A sequence of records:
....................
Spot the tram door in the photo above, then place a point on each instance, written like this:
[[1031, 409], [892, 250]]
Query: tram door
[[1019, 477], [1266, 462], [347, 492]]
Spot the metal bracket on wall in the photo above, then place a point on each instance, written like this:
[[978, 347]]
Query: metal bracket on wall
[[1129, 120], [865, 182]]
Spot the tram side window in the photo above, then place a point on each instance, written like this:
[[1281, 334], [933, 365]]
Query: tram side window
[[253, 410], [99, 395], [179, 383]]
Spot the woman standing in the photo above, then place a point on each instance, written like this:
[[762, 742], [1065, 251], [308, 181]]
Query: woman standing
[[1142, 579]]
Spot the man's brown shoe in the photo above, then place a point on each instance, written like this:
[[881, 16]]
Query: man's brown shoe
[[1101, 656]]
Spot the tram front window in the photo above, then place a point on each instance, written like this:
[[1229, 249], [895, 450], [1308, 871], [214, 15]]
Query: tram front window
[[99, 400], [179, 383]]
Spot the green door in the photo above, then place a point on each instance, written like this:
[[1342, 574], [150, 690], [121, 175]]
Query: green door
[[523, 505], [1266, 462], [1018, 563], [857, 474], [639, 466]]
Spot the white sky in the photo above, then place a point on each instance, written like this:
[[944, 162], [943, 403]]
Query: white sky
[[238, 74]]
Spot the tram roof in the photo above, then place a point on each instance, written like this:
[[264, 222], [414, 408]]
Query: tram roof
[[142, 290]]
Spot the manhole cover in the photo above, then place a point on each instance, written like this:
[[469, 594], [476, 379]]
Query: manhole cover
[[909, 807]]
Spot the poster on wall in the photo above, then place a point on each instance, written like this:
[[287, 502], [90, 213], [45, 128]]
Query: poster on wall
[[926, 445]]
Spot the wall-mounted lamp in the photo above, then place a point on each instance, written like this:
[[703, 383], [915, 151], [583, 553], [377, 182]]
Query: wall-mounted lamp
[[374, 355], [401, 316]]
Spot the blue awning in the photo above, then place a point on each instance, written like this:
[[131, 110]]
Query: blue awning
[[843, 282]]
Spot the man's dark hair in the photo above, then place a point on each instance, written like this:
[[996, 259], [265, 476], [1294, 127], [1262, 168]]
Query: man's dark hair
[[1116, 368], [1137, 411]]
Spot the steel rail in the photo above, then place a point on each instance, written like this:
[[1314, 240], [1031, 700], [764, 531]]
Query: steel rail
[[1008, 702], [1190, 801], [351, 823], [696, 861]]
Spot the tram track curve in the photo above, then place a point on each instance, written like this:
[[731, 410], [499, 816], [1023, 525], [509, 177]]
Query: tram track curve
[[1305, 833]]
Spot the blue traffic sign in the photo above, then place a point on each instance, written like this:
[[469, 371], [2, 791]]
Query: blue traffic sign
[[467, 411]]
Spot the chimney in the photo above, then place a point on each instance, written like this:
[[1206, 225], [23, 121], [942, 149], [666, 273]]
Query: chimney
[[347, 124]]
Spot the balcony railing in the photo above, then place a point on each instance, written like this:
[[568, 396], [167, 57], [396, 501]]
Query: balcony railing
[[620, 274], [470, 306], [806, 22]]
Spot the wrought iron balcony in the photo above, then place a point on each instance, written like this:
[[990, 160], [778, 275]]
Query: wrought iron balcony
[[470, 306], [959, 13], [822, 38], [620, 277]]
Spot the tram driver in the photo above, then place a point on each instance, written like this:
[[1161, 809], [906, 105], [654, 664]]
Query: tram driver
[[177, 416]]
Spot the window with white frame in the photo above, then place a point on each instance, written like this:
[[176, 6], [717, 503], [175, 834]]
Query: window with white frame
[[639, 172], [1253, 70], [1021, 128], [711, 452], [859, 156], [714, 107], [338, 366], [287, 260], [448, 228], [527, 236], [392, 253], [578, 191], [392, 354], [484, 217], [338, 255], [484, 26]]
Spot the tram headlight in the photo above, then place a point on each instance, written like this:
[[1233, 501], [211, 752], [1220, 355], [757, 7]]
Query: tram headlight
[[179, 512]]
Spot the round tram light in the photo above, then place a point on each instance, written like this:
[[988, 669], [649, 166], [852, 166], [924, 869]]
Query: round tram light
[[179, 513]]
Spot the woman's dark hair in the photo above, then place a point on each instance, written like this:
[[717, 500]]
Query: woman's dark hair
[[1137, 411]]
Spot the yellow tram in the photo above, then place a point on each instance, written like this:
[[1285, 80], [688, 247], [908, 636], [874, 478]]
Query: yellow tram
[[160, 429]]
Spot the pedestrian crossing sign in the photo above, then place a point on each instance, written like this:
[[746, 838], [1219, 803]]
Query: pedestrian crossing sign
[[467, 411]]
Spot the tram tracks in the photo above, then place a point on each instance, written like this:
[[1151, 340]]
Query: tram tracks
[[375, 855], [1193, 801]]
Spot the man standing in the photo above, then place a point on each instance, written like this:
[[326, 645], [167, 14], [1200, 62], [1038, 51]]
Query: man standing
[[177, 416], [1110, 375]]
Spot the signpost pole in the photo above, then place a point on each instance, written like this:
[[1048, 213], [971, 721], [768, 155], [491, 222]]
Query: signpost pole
....................
Render all of the lines above as a Markdown table with the columns No. and Line, giving each line its own numbered row and omitting any blank lines.

■ THE COMPLETED TASK:
| No. | Line |
|---|---|
| 1 | Spot the tram door in the photo above, then place a point on each instance, written like this: |
| 2 | [[1031, 409], [892, 250]] |
| 3 | Query: tram door |
| 4 | [[1019, 477], [1266, 462], [347, 492]] |
| 5 | Spot the metal bracket on wall in the photo above, then place a point on each instance, written like this: |
| 6 | [[978, 347]] |
| 7 | Query: metal bracket on wall |
| 8 | [[1129, 120], [865, 182]] |
| 9 | Spot the tram side window in the photo above, then place a point on each instance, written like this: |
| 10 | [[1281, 334], [933, 365]] |
| 11 | Query: tram side window |
| 12 | [[253, 410], [99, 395], [179, 383]] |
| 13 | Spot the woman standing in the photo above, then place a point on each instance, written like this: |
| 14 | [[762, 742], [1065, 251], [308, 181]] |
| 15 | Query: woman standing |
| 16 | [[1142, 579]] |
| 17 | Spot the man's brown shoe in the photo above, then place a point on each instance, written like this: |
| 18 | [[881, 16]] |
| 19 | Query: man's brown shoe |
| 20 | [[1101, 656]] |
| 21 | Spot the tram front window in the photo above, then place a point on each instance, written like this: |
| 22 | [[1229, 249], [895, 450], [1308, 871], [214, 15]] |
| 23 | Query: tram front window |
| 24 | [[99, 400], [179, 383]] |
| 25 | Spot the green door in the photo above, then place a point on each instance, written like this: |
| 26 | [[1342, 574], [150, 690], [121, 175]] |
| 27 | Query: green door |
| 28 | [[523, 505], [1266, 462], [1018, 563], [857, 474], [639, 466]] |
| 29 | Spot the white sky in the photo above, then place a point on each instance, written like this: |
| 30 | [[944, 162], [943, 403]] |
| 31 | Query: white sky |
| 32 | [[238, 74]] |
| 33 | Spot the tram roof in the photo above, then place a point on each instance, written like this: |
| 34 | [[264, 222], [414, 408]] |
| 35 | Query: tram roof |
| 36 | [[142, 290]] |
| 37 | Spot the manhole cover in the photo above, then place a point on each instance, written like this: |
| 38 | [[469, 594], [476, 379]] |
| 39 | Query: manhole cover |
| 40 | [[909, 807]] |
| 41 | Spot the poster on wall in the photo above, then place a point on each instance, written like this: |
| 42 | [[287, 502], [90, 213], [45, 128]] |
| 43 | Query: poster on wall |
| 44 | [[926, 445]] |
| 45 | Spot the wall-mounted lamp in the photo above, then place a point on each instance, written like this: |
| 46 | [[703, 383], [915, 151], [583, 553], [377, 182]] |
| 47 | Query: wall-mounted lamp |
| 48 | [[374, 355], [401, 316]] |
| 49 | Spot the blue awning in the photo above, then place a point on each instance, written like this: |
| 50 | [[131, 110]] |
| 51 | Query: blue awning |
| 52 | [[843, 282]] |
| 53 | Spot the man's dark hair in the photo above, then place a point on each instance, written like this: |
| 54 | [[996, 259], [265, 476], [1294, 127], [1262, 168]] |
| 55 | Query: man's dark hair |
| 56 | [[1116, 368], [1137, 411]] |
| 57 | Spot the steel rail in the photo above, then place a point on each instance, written like this: |
| 58 | [[1314, 240], [1031, 700], [764, 531]] |
| 59 | Query: steel rail |
| 60 | [[1008, 702], [1190, 801], [351, 823], [696, 861]] |
| 61 | Spot the tram track curve in the photo above, then place a point on each instance, written like this: |
| 62 | [[731, 410], [499, 816], [1023, 525], [509, 177]] |
| 63 | Query: tram track curve |
| 64 | [[1305, 833]] |
| 65 | Spot the blue traffic sign in the photo above, then place a point on each instance, written like this: |
| 66 | [[469, 371], [2, 791]] |
| 67 | Query: blue traffic sign |
| 68 | [[467, 411]] |
| 69 | Spot the chimney in the photo above, then place a point on each instance, written like this: |
| 70 | [[1206, 225], [23, 121], [942, 149], [666, 273]] |
| 71 | Query: chimney |
| 72 | [[347, 124]] |
| 73 | Spot the balcony railing in the photo above, then place a point on each instance, written like this: |
| 74 | [[568, 396], [167, 57], [396, 501]] |
| 75 | Query: balcony railing |
| 76 | [[620, 274], [470, 306], [806, 22]] |
| 77 | Spot the wrought iron balcony in the photo above, then place a point on each instance, written like this: |
| 78 | [[990, 160], [778, 275]] |
| 79 | Query: wrought iron balcony |
| 80 | [[470, 306], [959, 13], [822, 38], [620, 277]] |
| 81 | Spot the tram driver in the photo above, then place a point on each instance, written like this: |
| 82 | [[1161, 809], [906, 105], [654, 664]] |
| 83 | Query: tram driver |
| 84 | [[177, 416]] |
| 85 | Spot the window with white frame in the photo above, then place a point on each instance, written like this: |
| 86 | [[176, 6], [717, 503], [175, 834]] |
| 87 | Query: window with white frame |
| 88 | [[639, 172], [1253, 70], [1021, 128], [711, 452], [859, 156], [714, 107], [338, 366], [287, 260], [448, 228], [527, 236], [392, 253], [578, 191], [392, 354], [484, 217], [338, 255], [484, 26]] |
| 89 | Spot the tram headlight in the photo above, then place a point on each instance, written like this: |
| 90 | [[1233, 501], [211, 752], [1220, 355], [757, 7]] |
| 91 | Query: tram headlight |
| 92 | [[179, 512]] |
| 93 | Spot the round tram light in the photo above, then place a point on each instance, written like this: |
| 94 | [[988, 669], [649, 166], [852, 166], [924, 869]] |
| 95 | Query: round tram light |
| 96 | [[179, 513]] |
| 97 | Spot the woman's dark hair in the photo above, then place a point on each instance, written like this: |
| 98 | [[717, 500]] |
| 99 | Query: woman's dark hair |
| 100 | [[1137, 411]] |
| 101 | Spot the yellow tram in the photo above, then place a point on each instance, written like this: |
| 102 | [[1285, 80], [688, 247], [908, 636], [874, 478]] |
| 103 | Query: yellow tram |
| 104 | [[160, 429]] |
| 105 | Spot the pedestrian crossing sign in the photo above, then place a point on each instance, written like this: |
| 106 | [[746, 838], [1219, 803]] |
| 107 | Query: pedestrian crossing sign |
| 108 | [[467, 411]] |
| 109 | Spot the tram tracks in the photo above, then place a point on each instance, written like this: |
| 110 | [[1151, 340]] |
| 111 | Query: tram tracks |
| 112 | [[375, 855], [1193, 801]] |
| 113 | Spot the man standing in the photo above, then place a point on each instance, written like this: |
| 114 | [[326, 645], [167, 14], [1200, 62], [1038, 51]] |
| 115 | Query: man standing |
| 116 | [[177, 416], [1110, 375]] |
| 117 | Spot the signpost pole in the photo above, then place a point on each instance, written like this: |
| 118 | [[1048, 213], [971, 721], [768, 155], [491, 222]] |
| 119 | Query: signpost pole |